Testo di partenza:
▼

Leonida Grisendi, direttore generale dell’assessorato regionale Salute e Società; Angelo Bergamaschi, responsabile programmazione e sviluppo Sistema servizi sociali della Regione; Sergio Betti, segretario confederale nazionale Cisl hanno portato i necessari apporti esterni alla discussione.
Il piano, secondo la Cisl, rappresenta “un futuro possibile e condivisibile” d’integrazione tra sistema sanitario e servizi sociali e di integrazione efficace ed efficiente tra i diversi soggetti attori nel territorio: istituzioni, terzo settore, oo.ss. “Nel piano precedente (1999-2001) la scommessa era il distretto, quale zona ottimale per rispondere ai bisogni dei cittadini, in questo il punto politico preminente è l’integrazione, che avviene prima di tutto sui livelli culturale ed organizzativo” -osserva Marino Favali della segreteria regionale Cisl-. Dunque anche nei lavori professionali, in quanto “l’integrazione del ‘team work’ non avviene perché si costituisce una nuova figura professionale (direttore integrazione sanitario e sociale)”.

Favali rileva però lo scarto tra progetto e realtà fattuale. Declinandolo per punti: -ad una centralità regionale in campo sanitario corrisponde una galassia municipale, spesso frammentaria, in quello sociale; -la propensione dei Comuni ad associarsi nell’erogazione dei servizi resta volontaria; -l’introduzione di figure professionali-gestionali incentiva il rischio di sanitarizzazione del sociale. Il fondo regionale per la non autosufficienza (frn) rientra nel bilancio della sanità, ma è gestito dal distretto e dunque non può esserlo dal direttore sanitario, che riceve finanziamenti dalle province per coordinare questa integrazione; -in campo sanitario non sono chiari ruoli, compiti ed integrazioni con le altre professionalità del direttore attività socio-sanitaria; -i medici di medicina generale (mmg) sono convenzionati, ma non integrati nel piano.

▲

Dati da analizzare:
▼

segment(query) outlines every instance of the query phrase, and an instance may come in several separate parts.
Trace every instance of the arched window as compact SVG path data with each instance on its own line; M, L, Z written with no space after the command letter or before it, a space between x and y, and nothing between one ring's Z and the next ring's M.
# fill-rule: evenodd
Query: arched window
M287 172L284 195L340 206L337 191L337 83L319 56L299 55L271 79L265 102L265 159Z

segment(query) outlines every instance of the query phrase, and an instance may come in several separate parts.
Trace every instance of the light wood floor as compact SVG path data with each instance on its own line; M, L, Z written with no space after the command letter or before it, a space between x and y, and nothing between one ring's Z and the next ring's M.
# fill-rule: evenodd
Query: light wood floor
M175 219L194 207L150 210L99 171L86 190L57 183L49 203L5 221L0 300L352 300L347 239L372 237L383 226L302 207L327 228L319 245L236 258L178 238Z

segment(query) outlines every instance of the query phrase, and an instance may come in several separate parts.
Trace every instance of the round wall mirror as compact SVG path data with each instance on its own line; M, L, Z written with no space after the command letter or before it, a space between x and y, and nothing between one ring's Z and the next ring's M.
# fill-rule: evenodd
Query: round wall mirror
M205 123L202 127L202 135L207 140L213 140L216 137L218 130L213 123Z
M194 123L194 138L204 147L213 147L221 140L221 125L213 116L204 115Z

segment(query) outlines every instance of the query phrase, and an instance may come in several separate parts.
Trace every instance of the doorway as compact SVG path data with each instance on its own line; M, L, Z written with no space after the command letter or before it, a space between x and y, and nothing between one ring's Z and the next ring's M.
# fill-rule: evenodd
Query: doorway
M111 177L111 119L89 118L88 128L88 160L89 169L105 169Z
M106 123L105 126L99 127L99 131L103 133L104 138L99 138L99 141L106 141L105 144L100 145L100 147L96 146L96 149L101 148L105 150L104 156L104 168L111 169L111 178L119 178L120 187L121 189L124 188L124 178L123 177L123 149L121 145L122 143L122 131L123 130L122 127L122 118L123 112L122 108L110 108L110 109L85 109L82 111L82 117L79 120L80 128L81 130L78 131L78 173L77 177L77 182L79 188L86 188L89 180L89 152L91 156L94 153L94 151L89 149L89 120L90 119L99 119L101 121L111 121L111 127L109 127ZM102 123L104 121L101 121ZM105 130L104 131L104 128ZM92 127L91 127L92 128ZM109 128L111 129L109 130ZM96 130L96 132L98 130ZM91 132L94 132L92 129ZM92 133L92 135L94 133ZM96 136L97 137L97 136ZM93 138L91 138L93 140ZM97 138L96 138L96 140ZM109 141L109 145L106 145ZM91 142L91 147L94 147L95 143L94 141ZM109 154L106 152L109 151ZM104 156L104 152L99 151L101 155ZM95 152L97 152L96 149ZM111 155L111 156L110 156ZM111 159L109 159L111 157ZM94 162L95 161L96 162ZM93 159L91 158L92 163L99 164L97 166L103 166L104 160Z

▲

Azioni da svolgere:
1. Trascrivi il passo del testo sul piano sociale e sanitario regionale compreso tra "Leonida Grisendi, direttore" e "esterni alla discussione.", estremi inclusi.
2. Scrivi la parte successiva del testo sul piano sociale e sanitario regionale, riprendendo subito dopo l'ultima frase riportata.

Soluzioni dell'esercizio:
1.
Leonida Grisendi, direttore generale dell’assessorato regionale Salute e Società; Angelo Bergamaschi, responsabile programmazione e sviluppo Sistema servizi sociali della Regione; Sergio Betti, segretario confederale nazionale Cisl hanno portato i necessari apporti esterni alla discussione.

2.
Sono ancora fuori dalla rete. Non hanno responsabilità gestionali, come nell’assistenza domiciliare per esempio e non sono neppure menzionate le sperimentazioni esistenti di presidi territoriali prossimi al cittadino, in rete ed in grado di rispondere alla domanda di salute nei pre festivi e festivi, così da evitare l’uso improprio del pronto soccorso; integrazione è anche centralizzare il ruolo dei lavoratori dei settori, stabilizzando il rapporto di lavoro e concertando la nuova organizzazione del lavoro. Inoltre, per la Cisl il piano deve contenere azioni di prevenzione sociale a favore dei soggetti più deboli (immigrati, giovani, donne, anziani); una coordinata politica per la famiglia e un piano regionale sulla domiciliarità.

“Così che il piano avvii nella nostra regione uno ‘stato sociale di comunità’, in cui la politica dei servizi abbia al centro il ‘ben essere’ (ed in futuro anche il ‘bel essere’) della persona” –auspica Piero Ragazzini, responsabile della Cisl emiliano-romagnola-. Sostenendo che occorre, come sindacato, “essere preparati a gestire un approccio non economicistico a questi problemi, attraverso la pratica concertativa sull’intero territorio regionale”.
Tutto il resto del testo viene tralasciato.